Problem to solve => Copy the items below word for word, leaving out the pictures.

Raw items:
○ ○ ○
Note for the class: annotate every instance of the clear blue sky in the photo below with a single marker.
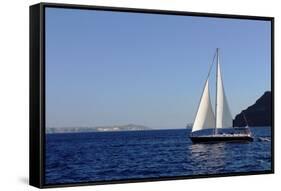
(113, 68)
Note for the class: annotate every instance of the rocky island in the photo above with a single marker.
(128, 127)
(258, 114)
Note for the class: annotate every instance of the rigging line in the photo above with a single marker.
(211, 66)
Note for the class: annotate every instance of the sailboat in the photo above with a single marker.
(214, 123)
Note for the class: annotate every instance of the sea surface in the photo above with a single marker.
(105, 156)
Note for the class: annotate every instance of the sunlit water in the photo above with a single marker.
(105, 156)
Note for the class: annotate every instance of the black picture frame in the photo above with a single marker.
(37, 90)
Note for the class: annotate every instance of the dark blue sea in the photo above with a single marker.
(105, 156)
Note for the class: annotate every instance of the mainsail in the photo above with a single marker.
(205, 117)
(223, 115)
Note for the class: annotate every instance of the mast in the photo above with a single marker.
(216, 100)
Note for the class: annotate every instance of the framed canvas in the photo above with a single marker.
(123, 95)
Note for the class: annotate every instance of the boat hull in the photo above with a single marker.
(198, 139)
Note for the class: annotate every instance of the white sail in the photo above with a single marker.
(205, 117)
(223, 115)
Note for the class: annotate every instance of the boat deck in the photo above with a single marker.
(222, 137)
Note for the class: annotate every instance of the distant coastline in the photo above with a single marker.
(128, 127)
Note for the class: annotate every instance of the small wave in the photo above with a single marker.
(264, 139)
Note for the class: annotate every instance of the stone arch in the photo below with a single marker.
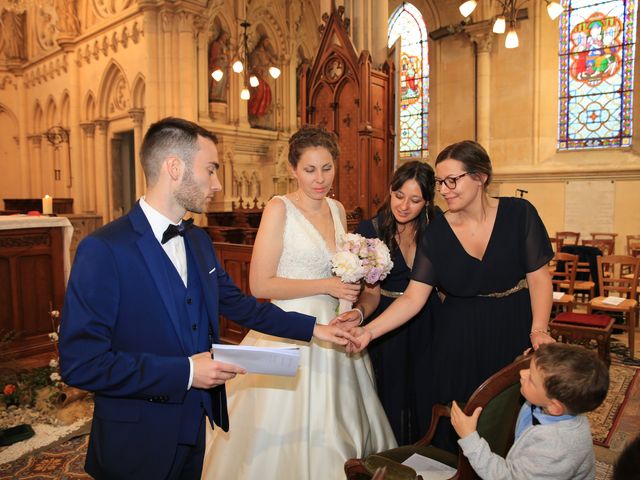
(137, 92)
(272, 27)
(65, 106)
(38, 116)
(89, 107)
(50, 113)
(5, 110)
(114, 94)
○ ○ ○
Result =>
Note for the class: annotate every instance of the clear blue sky in the photo below with a single marker.
(113, 68)
Note for the class: annotate every instance of the rocky island in the photo above with a single marker.
(128, 127)
(258, 114)
Note for the class: annotate every instance of the rigging line in the photo above with a single marker.
(211, 66)
Note for the class: annotate every instance of the sailboat in the photo above with a single marker.
(214, 123)
Note for the class: annotate every instance of the sea surface in the photo above with a single marker.
(105, 156)
Note for the class: annotate every instance of the sunlit water in the photo above with a single marker.
(105, 156)
Note for the class: annotate every instance of the black picture frame in the photo above with a single marker.
(37, 90)
Note for the class: annotate every instance of the dark blue sea in the photo above with a single marker.
(105, 156)
Note for the class: annotate every instance of the mainsail in the photo above with a single marker.
(205, 117)
(223, 115)
Note for the class: annotate every instance of the mast in the photo above with a single marker.
(216, 100)
Note for the class: annotate every instance of the framed canvas in the photo above with a single marker.
(123, 95)
Note for the class: annotate every instance of the boat hull in the photo above with a single marker.
(198, 139)
Note for the class: annotate every instance of the white sail in the photo above with a single marker.
(205, 117)
(223, 115)
Note for the class: annotate every instance of the boat deck in the photo above with a single marker.
(222, 137)
Note for the class: annotate every instance of the distant coastline in the photo above with a single marker.
(128, 127)
Note for the class: annotate every instance of the small wave in the photo above with a single marker.
(264, 139)
Note for the class: annotate every instance of the stone arch in the photo below with a single marker.
(137, 92)
(272, 27)
(65, 106)
(38, 116)
(89, 107)
(50, 113)
(5, 110)
(114, 94)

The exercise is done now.